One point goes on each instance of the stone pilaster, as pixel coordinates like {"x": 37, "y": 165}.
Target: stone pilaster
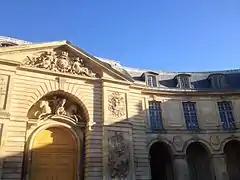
{"x": 181, "y": 167}
{"x": 219, "y": 166}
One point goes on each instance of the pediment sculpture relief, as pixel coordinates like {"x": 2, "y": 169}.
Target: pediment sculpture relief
{"x": 59, "y": 62}
{"x": 57, "y": 106}
{"x": 118, "y": 156}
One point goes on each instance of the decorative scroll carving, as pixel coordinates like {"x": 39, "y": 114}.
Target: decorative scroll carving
{"x": 3, "y": 90}
{"x": 116, "y": 105}
{"x": 59, "y": 62}
{"x": 118, "y": 157}
{"x": 55, "y": 105}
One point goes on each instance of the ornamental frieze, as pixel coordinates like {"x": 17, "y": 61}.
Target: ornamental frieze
{"x": 116, "y": 105}
{"x": 59, "y": 62}
{"x": 118, "y": 156}
{"x": 55, "y": 106}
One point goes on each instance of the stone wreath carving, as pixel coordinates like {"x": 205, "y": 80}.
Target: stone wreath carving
{"x": 116, "y": 105}
{"x": 118, "y": 157}
{"x": 57, "y": 106}
{"x": 59, "y": 62}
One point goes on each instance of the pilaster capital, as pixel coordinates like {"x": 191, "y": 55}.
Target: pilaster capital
{"x": 218, "y": 155}
{"x": 179, "y": 156}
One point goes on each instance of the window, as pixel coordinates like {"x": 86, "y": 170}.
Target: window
{"x": 155, "y": 115}
{"x": 183, "y": 81}
{"x": 217, "y": 80}
{"x": 226, "y": 115}
{"x": 190, "y": 114}
{"x": 152, "y": 81}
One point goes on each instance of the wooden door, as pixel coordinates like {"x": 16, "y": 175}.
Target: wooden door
{"x": 54, "y": 155}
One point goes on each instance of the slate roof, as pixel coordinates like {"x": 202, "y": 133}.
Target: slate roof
{"x": 199, "y": 80}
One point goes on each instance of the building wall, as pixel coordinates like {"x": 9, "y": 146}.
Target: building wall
{"x": 21, "y": 88}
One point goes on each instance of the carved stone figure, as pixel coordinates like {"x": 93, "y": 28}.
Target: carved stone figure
{"x": 44, "y": 109}
{"x": 62, "y": 62}
{"x": 118, "y": 157}
{"x": 116, "y": 105}
{"x": 61, "y": 109}
{"x": 59, "y": 62}
{"x": 72, "y": 111}
{"x": 3, "y": 90}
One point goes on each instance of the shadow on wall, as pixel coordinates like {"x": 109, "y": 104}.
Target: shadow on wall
{"x": 62, "y": 152}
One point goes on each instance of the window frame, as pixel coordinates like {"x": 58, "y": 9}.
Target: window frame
{"x": 183, "y": 81}
{"x": 188, "y": 119}
{"x": 217, "y": 81}
{"x": 153, "y": 81}
{"x": 225, "y": 111}
{"x": 159, "y": 125}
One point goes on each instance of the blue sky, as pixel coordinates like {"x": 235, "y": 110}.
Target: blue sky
{"x": 168, "y": 35}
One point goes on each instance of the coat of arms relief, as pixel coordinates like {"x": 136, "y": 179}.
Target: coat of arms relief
{"x": 116, "y": 105}
{"x": 59, "y": 61}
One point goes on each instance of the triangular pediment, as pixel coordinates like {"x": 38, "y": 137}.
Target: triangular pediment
{"x": 61, "y": 57}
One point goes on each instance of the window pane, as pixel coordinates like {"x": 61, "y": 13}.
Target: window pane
{"x": 155, "y": 115}
{"x": 190, "y": 115}
{"x": 226, "y": 115}
{"x": 152, "y": 81}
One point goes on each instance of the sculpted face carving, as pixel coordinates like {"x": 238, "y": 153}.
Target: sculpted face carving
{"x": 116, "y": 105}
{"x": 118, "y": 157}
{"x": 59, "y": 62}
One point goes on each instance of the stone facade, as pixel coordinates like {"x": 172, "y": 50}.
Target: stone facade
{"x": 56, "y": 84}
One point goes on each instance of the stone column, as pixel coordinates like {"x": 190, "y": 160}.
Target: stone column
{"x": 181, "y": 167}
{"x": 219, "y": 166}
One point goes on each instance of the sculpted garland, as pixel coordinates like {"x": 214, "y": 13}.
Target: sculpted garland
{"x": 59, "y": 62}
{"x": 118, "y": 157}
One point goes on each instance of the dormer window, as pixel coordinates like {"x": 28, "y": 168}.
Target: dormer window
{"x": 152, "y": 81}
{"x": 183, "y": 81}
{"x": 217, "y": 81}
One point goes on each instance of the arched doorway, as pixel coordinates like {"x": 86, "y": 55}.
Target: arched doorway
{"x": 199, "y": 162}
{"x": 232, "y": 159}
{"x": 161, "y": 162}
{"x": 54, "y": 155}
{"x": 55, "y": 148}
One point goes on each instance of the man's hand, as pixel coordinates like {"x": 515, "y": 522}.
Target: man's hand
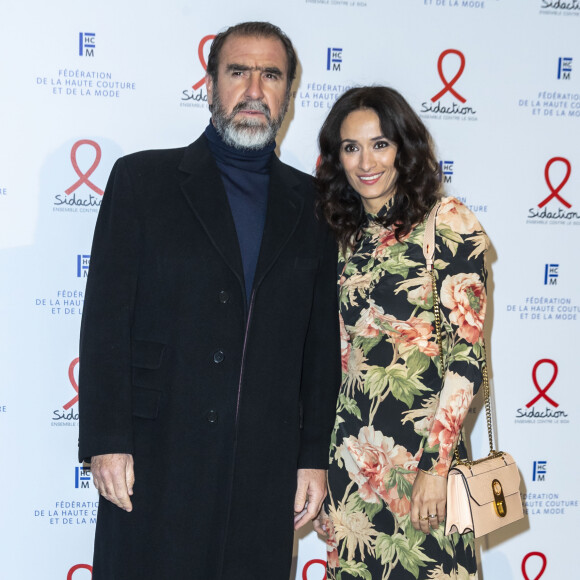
{"x": 310, "y": 493}
{"x": 114, "y": 478}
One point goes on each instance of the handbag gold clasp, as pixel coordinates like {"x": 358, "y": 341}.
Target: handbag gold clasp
{"x": 498, "y": 499}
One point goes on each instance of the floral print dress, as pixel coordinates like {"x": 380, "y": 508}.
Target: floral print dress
{"x": 394, "y": 413}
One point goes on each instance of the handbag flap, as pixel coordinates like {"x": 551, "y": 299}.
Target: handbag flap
{"x": 479, "y": 478}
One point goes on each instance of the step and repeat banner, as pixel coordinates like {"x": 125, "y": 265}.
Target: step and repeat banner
{"x": 496, "y": 81}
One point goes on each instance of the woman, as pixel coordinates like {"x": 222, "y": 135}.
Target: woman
{"x": 397, "y": 421}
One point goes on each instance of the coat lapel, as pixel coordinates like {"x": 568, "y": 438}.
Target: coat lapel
{"x": 282, "y": 216}
{"x": 206, "y": 195}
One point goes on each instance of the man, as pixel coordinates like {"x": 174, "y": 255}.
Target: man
{"x": 209, "y": 342}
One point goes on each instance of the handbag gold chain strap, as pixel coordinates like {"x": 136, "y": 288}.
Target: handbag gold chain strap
{"x": 429, "y": 252}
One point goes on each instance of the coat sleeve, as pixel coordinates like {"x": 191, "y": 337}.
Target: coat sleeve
{"x": 321, "y": 369}
{"x": 105, "y": 419}
{"x": 461, "y": 247}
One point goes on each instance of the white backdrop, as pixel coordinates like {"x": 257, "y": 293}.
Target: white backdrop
{"x": 497, "y": 83}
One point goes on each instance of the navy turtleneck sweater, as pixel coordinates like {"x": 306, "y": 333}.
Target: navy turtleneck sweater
{"x": 246, "y": 176}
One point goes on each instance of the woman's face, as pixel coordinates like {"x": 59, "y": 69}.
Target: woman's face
{"x": 368, "y": 158}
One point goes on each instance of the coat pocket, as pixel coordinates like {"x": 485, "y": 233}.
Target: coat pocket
{"x": 146, "y": 360}
{"x": 306, "y": 263}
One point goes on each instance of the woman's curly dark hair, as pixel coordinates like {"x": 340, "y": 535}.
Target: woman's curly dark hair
{"x": 417, "y": 184}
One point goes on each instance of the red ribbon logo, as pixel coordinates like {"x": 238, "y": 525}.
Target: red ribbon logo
{"x": 79, "y": 567}
{"x": 555, "y": 192}
{"x": 84, "y": 177}
{"x": 311, "y": 563}
{"x": 200, "y": 48}
{"x": 542, "y": 392}
{"x": 544, "y": 564}
{"x": 71, "y": 378}
{"x": 448, "y": 85}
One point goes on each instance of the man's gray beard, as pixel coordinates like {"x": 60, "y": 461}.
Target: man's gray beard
{"x": 248, "y": 133}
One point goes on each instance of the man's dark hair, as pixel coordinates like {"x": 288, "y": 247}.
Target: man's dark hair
{"x": 259, "y": 30}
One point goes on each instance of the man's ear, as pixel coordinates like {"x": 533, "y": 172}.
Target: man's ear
{"x": 209, "y": 84}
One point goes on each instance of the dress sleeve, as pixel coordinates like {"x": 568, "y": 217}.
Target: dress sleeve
{"x": 461, "y": 244}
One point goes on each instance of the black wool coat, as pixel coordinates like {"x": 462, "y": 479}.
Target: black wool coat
{"x": 219, "y": 399}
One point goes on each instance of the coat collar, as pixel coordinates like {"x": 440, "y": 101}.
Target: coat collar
{"x": 206, "y": 195}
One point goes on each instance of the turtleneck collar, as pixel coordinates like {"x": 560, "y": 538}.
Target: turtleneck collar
{"x": 252, "y": 160}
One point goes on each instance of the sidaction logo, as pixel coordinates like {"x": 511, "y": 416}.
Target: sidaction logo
{"x": 77, "y": 195}
{"x": 536, "y": 410}
{"x": 565, "y": 6}
{"x": 534, "y": 565}
{"x": 449, "y": 102}
{"x": 555, "y": 208}
{"x": 68, "y": 416}
{"x": 196, "y": 96}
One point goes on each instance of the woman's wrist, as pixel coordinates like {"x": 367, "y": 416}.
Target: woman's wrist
{"x": 432, "y": 473}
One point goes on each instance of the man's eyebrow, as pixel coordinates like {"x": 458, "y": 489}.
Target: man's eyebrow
{"x": 243, "y": 67}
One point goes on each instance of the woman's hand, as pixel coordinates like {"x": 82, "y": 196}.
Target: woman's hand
{"x": 323, "y": 525}
{"x": 428, "y": 501}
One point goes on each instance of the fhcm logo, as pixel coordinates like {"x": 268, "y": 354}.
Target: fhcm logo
{"x": 333, "y": 58}
{"x": 87, "y": 44}
{"x": 82, "y": 478}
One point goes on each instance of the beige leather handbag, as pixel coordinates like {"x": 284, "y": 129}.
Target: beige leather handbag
{"x": 482, "y": 495}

※ ※ ※

Return every line from the one holding "One point goes on each instance of the woman's wrist, as" through the end of the data, exactly as it appears, with both ends kept and nothing else.

> [SOLUTION]
One point goes on each instance of the woman's wrist, as pixel coordinates like {"x": 367, "y": 416}.
Target: woman's wrist
{"x": 432, "y": 473}
One point goes on each instance of the man's eyebrow, as pixel coordinates like {"x": 458, "y": 489}.
Target: man's eyebrow
{"x": 243, "y": 67}
One point goes on each instance of the woman's hand, as pixel coordinates like {"x": 82, "y": 196}.
Target: woman's hand
{"x": 323, "y": 525}
{"x": 428, "y": 501}
One point goes on each instance of the fhcm logo, as pixel coordinates like {"x": 268, "y": 354}.
Target: fhcm logo
{"x": 333, "y": 58}
{"x": 87, "y": 44}
{"x": 82, "y": 478}
One point goes on each instance of the beige leather handbag, as pixel coordinates like {"x": 284, "y": 129}.
Target: beige leather handbag
{"x": 482, "y": 495}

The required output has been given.